Data for this exercise ::
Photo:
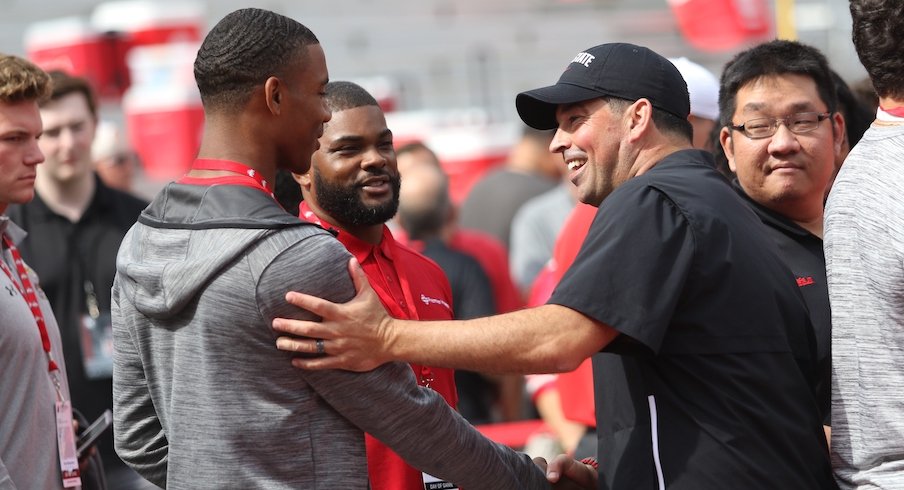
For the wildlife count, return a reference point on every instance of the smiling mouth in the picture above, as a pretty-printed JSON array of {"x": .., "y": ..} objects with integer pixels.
[{"x": 575, "y": 164}]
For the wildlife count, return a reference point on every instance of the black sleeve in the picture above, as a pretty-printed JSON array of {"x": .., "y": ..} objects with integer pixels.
[{"x": 632, "y": 267}]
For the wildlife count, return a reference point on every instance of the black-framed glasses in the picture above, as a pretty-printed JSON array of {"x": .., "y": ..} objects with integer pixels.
[{"x": 764, "y": 127}]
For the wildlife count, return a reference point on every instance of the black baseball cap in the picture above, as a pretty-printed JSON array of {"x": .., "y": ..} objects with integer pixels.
[{"x": 619, "y": 70}]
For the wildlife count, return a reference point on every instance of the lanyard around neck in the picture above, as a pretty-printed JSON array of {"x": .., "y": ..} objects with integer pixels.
[
  {"x": 894, "y": 111},
  {"x": 28, "y": 292},
  {"x": 245, "y": 175}
]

Work request ::
Reproduce the whole of the data, word for word, and omit its pictures.

Solution to this task ::
Photo:
For the wildlife count, return a reference point on every instance of the smiling mouth in the picture above, as a pretty-printed JSON array of {"x": .., "y": ..} objects with integer pixels.
[{"x": 575, "y": 164}]
For the wildlife count, return a reference point on every instance of the black sleeve in the picture above, as a pretty-printed JSON array of {"x": .., "y": ..} objects with integer pixels.
[{"x": 632, "y": 267}]
For the wildlife count, return a reference point on every instance of the black-framed glasses in the picture above, as a pretty-printed JSON array of {"x": .., "y": ..} objects with integer pixels.
[{"x": 764, "y": 127}]
For the wildlife count, return a reference point on every instance of the black baseball cap in the picture above, as a pretty-printed JSON array of {"x": .., "y": ..} objects with integer pixels.
[{"x": 619, "y": 70}]
For the wildlife count, return a reference point on every instance of the lanyard around neck in the picture above, as a pretty-printed JSON array of {"x": .., "y": ..} objects with integer pixels.
[
  {"x": 894, "y": 111},
  {"x": 28, "y": 292},
  {"x": 245, "y": 175}
]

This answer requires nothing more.